==== Supplied entries ====

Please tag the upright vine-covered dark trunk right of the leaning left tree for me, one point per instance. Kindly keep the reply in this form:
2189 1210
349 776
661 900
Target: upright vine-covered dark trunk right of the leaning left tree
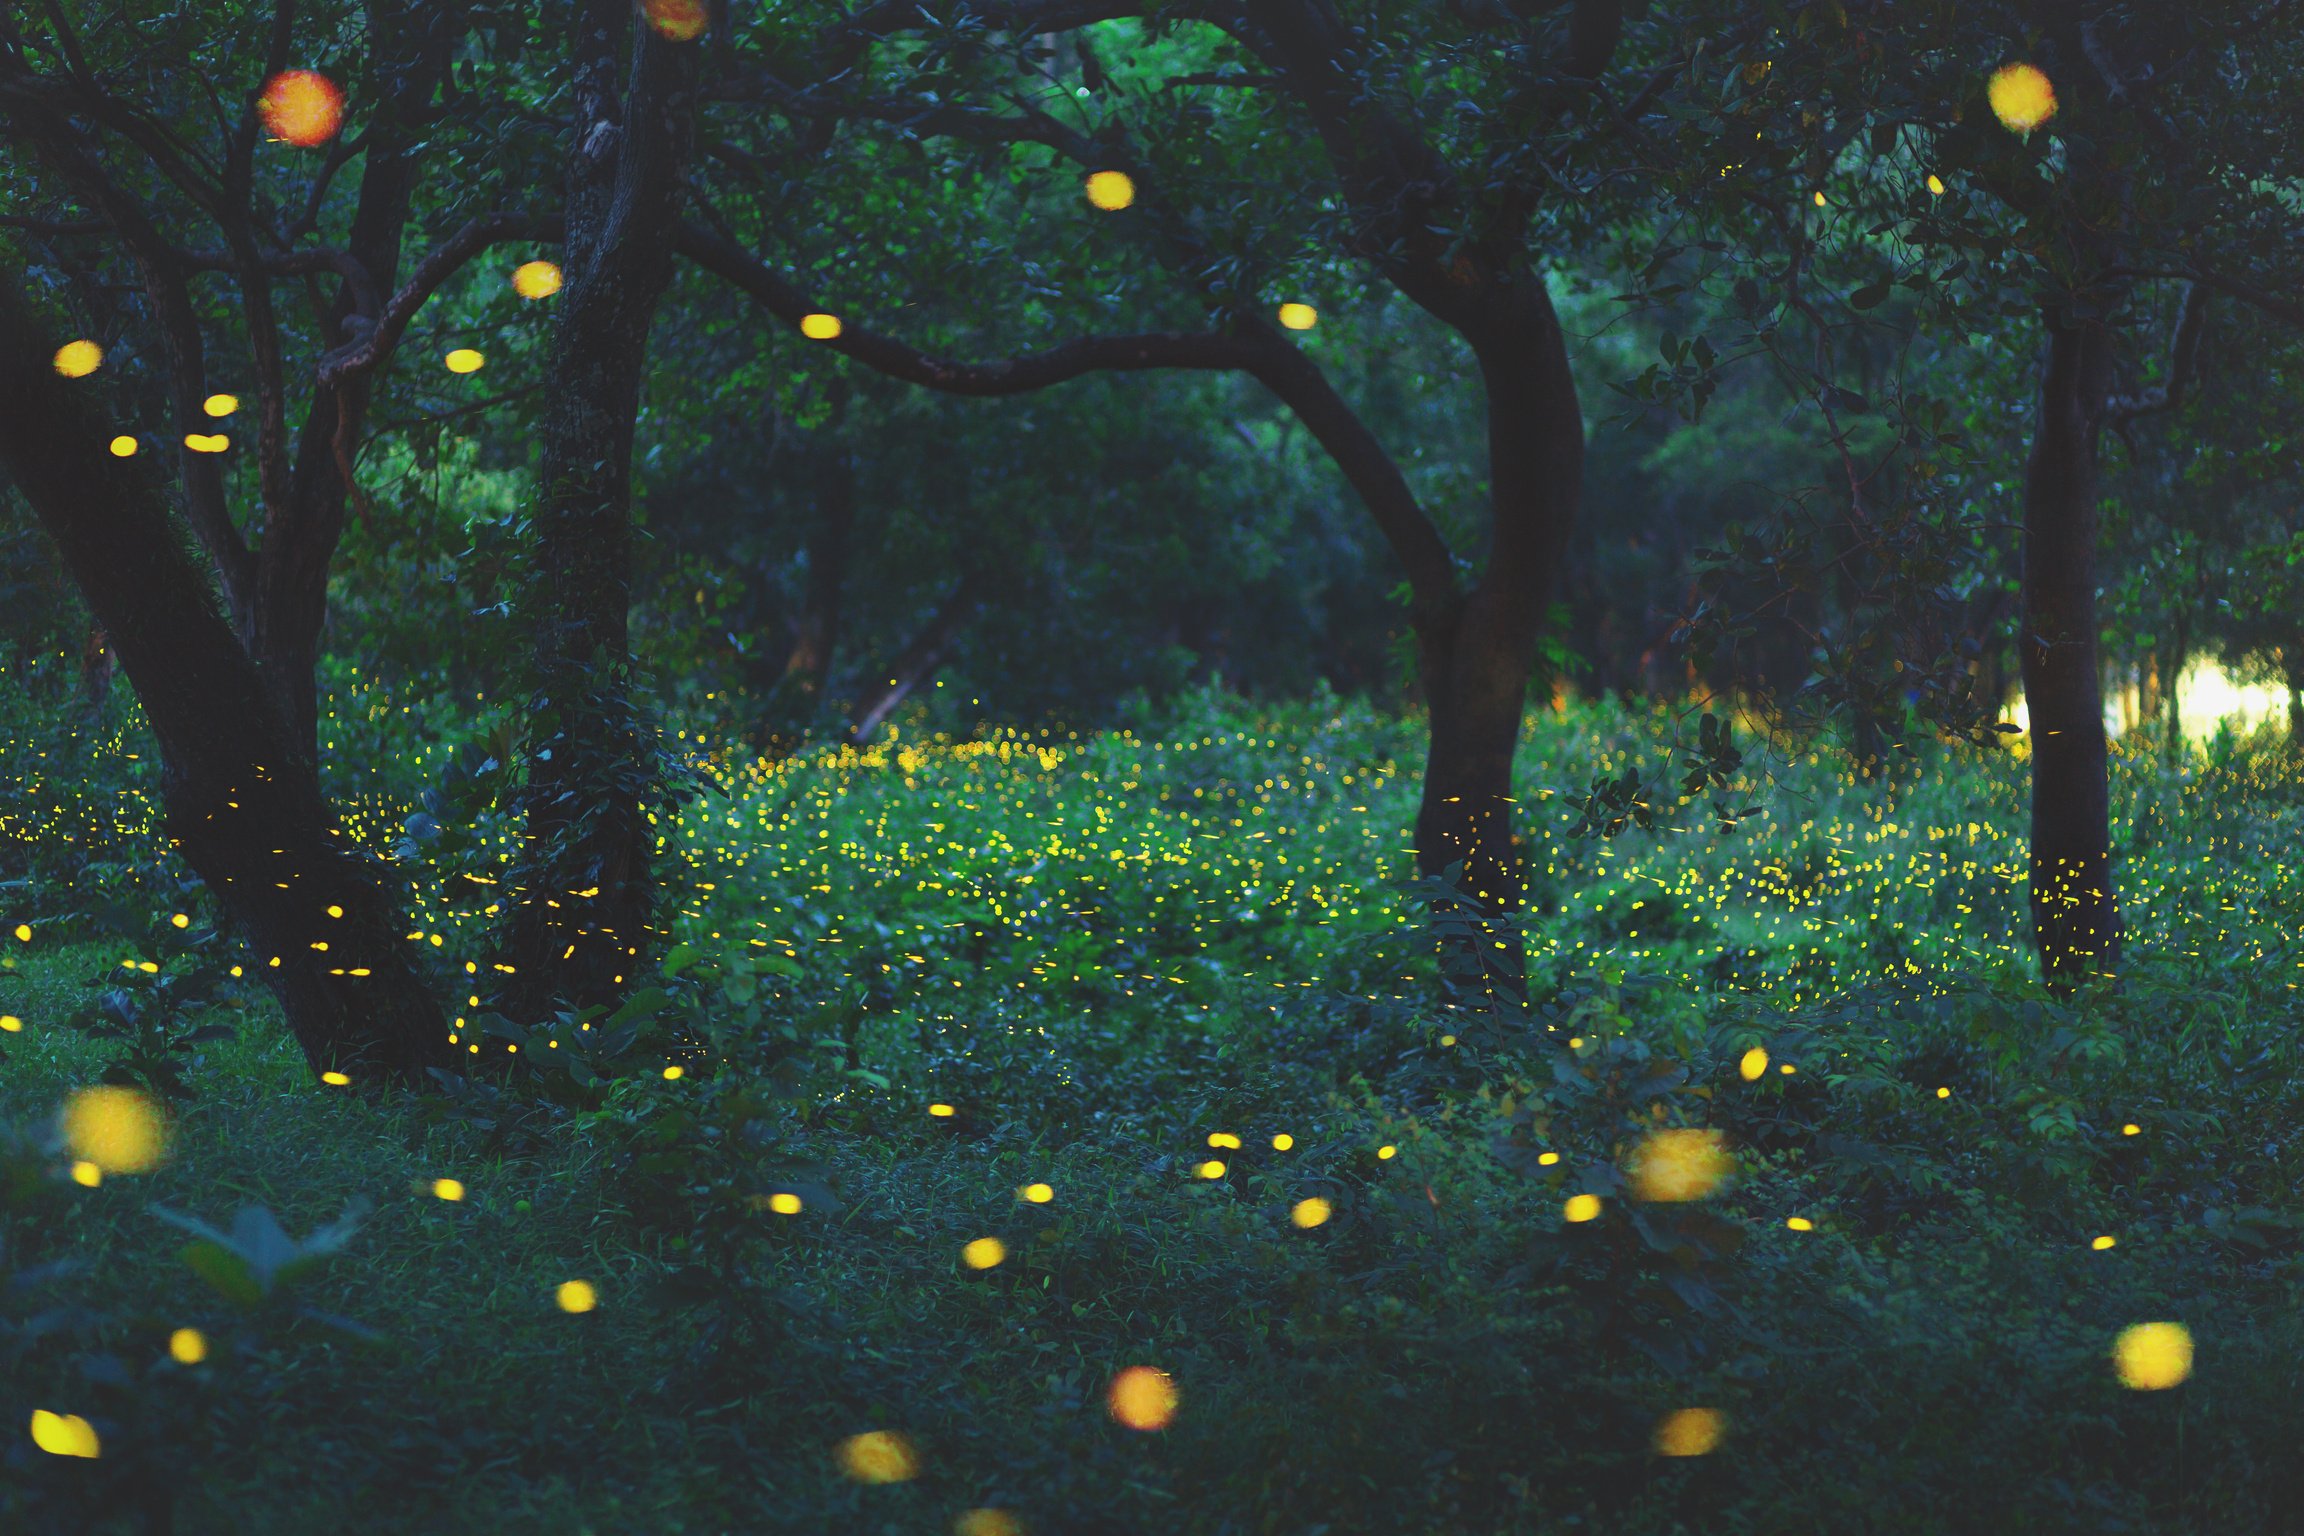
584 892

====

● What you will do
Reproduce the material word for word, pictures excluded.

● Response box
Please tag the upright vine-covered dark trunk right of the leaning left tree for me, one point per instance. Kindly keep the reply in this form:
2189 1210
349 776
661 900
Target: upright vine-covered dark trunk right of the leaning left tree
584 892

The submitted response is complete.